Copy only what runs from the line containing "Kindly place a point on the green military" through the end of the material below, line for line, with both ends included.
[Begin Listing]
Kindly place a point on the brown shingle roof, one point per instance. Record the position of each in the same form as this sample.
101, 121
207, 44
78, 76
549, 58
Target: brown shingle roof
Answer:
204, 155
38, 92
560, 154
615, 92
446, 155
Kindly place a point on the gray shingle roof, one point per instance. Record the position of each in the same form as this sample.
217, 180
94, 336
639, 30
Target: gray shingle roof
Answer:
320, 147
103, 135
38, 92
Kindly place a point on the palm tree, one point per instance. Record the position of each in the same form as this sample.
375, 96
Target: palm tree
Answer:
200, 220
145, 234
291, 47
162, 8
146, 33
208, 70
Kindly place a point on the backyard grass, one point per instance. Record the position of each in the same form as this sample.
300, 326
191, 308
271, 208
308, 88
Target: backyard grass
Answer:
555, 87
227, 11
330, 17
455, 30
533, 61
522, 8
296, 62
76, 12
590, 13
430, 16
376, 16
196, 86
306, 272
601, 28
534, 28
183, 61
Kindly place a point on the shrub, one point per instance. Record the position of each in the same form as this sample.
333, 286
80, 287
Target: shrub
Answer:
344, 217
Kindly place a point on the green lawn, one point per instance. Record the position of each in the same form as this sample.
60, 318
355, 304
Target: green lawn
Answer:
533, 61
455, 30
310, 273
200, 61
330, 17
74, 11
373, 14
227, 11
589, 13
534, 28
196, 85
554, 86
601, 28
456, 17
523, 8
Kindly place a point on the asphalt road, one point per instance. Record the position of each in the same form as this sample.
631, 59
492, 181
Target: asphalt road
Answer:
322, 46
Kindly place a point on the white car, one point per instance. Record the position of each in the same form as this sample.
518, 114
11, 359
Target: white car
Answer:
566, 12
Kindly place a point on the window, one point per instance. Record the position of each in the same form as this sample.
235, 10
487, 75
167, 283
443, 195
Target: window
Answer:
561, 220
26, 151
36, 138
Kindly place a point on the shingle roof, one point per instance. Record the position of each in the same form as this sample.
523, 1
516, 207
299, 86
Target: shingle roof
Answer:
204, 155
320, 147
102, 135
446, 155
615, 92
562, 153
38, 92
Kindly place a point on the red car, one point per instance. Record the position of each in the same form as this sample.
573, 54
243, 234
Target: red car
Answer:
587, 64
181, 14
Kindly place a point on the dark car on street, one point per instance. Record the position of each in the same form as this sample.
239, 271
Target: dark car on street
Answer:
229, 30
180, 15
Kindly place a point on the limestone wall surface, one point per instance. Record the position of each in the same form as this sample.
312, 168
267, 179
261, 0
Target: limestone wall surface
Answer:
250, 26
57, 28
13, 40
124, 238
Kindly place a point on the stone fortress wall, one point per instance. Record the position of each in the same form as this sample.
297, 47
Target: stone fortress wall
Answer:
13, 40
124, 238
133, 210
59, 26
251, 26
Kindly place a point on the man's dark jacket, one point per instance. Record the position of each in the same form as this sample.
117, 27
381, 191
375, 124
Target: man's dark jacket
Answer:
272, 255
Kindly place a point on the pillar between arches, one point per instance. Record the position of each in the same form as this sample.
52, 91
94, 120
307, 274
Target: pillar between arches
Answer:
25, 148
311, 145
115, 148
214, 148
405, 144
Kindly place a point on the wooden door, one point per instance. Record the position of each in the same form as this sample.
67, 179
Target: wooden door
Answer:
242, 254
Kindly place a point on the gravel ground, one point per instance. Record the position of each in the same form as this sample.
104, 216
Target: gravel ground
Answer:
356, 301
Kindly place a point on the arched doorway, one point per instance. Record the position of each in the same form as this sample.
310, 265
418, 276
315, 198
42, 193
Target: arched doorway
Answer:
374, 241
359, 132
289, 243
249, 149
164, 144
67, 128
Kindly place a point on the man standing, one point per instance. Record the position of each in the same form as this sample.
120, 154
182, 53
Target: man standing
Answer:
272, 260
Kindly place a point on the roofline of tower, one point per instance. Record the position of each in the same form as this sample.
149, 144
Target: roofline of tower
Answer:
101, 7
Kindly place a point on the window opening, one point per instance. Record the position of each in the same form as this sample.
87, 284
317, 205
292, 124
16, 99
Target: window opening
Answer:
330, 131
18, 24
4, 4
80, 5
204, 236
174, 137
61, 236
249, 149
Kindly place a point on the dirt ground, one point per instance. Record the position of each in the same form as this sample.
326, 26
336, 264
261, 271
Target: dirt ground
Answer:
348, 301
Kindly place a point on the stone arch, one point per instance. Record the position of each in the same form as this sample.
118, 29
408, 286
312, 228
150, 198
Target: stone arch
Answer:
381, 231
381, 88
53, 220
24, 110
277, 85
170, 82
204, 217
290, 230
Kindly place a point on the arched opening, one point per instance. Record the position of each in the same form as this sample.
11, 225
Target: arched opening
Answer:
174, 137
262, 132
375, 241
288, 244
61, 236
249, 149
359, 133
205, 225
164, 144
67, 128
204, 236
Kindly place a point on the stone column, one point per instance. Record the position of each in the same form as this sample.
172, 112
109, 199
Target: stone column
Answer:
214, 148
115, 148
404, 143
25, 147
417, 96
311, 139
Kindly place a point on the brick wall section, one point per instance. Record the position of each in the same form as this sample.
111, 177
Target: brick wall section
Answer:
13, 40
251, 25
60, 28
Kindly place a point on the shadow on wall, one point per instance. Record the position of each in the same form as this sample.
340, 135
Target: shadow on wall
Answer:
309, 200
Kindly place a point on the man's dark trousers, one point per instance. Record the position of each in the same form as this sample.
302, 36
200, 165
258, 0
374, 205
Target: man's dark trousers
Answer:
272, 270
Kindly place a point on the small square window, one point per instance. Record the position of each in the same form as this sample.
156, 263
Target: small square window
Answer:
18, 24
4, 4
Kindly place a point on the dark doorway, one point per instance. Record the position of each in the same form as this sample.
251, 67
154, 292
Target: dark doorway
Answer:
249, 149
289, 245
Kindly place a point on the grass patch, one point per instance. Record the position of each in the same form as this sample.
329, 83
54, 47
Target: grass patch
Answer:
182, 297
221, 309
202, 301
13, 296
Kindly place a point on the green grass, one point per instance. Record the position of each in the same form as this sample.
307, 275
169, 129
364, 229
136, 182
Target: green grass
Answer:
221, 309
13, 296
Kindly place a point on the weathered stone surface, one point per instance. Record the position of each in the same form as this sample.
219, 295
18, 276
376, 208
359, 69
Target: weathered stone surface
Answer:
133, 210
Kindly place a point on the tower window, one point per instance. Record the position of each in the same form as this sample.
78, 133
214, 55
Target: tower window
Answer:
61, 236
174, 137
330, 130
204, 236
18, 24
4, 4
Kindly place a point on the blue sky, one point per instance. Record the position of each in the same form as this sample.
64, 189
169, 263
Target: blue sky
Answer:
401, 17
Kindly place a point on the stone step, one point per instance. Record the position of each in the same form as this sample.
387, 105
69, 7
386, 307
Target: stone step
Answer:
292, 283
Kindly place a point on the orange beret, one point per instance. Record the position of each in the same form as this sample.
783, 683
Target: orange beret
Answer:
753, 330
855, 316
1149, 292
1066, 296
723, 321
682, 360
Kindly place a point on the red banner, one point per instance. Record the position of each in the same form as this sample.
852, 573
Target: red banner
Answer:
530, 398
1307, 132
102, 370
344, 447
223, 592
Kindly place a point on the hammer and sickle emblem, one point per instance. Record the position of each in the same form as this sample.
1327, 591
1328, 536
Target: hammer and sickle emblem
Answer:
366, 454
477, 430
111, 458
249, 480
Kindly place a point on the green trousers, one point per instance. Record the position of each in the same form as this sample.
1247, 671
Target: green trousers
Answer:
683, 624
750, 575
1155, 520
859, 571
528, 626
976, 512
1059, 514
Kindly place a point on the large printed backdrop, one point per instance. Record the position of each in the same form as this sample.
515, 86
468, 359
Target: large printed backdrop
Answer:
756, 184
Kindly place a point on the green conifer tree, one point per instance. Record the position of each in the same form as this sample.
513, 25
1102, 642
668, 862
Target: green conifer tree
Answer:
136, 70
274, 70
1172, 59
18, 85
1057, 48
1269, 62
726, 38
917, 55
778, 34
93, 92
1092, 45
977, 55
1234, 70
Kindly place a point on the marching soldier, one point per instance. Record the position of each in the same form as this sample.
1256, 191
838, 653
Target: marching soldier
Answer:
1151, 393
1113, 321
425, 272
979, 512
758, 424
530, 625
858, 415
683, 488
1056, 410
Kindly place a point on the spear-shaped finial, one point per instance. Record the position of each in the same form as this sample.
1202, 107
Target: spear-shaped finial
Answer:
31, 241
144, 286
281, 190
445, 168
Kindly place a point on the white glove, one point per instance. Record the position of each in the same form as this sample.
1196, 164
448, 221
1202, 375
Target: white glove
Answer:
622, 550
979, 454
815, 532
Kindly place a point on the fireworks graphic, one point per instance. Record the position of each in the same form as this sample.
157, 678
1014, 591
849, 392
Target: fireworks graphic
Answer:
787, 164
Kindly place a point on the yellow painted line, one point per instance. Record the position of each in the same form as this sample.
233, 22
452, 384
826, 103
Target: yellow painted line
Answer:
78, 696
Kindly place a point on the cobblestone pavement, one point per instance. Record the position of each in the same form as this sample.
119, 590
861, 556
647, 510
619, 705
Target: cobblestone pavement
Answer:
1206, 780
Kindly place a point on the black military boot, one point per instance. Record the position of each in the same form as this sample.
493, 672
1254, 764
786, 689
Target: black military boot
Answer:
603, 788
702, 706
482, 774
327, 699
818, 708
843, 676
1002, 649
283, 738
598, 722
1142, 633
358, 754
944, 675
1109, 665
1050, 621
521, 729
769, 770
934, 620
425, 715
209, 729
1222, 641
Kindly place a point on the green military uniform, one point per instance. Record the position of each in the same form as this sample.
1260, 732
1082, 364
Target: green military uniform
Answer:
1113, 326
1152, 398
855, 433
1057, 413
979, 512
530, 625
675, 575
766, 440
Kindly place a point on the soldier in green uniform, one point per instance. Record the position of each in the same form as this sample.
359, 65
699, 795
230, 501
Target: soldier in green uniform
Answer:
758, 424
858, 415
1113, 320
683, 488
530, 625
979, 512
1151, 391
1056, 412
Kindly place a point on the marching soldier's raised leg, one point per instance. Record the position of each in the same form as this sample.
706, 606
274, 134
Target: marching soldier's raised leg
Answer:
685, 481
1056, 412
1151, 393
[End Listing]
▶ **Complete output**
Kindly place a point on the green military uniform, one point per instance. Record the position of each in the same form as this sample.
1260, 732
1082, 364
Target: green military uniform
Answer:
1113, 326
1152, 398
855, 433
1057, 413
979, 512
530, 625
675, 575
766, 440
Kindly place a point on the soldier in green uniform, one point per instance. Record the position of each in the same form as this sample.
359, 65
699, 795
230, 501
Target: soldier in green uniform
Answer:
758, 424
858, 415
1113, 320
683, 488
530, 625
979, 512
1151, 391
1056, 412
Kindly place a point on the marching soldier's raised leg, one point per instance. Record the position of each in the same form as this sample.
706, 606
274, 134
Target: marching soldier's raised leg
Answer:
685, 481
1056, 412
1151, 393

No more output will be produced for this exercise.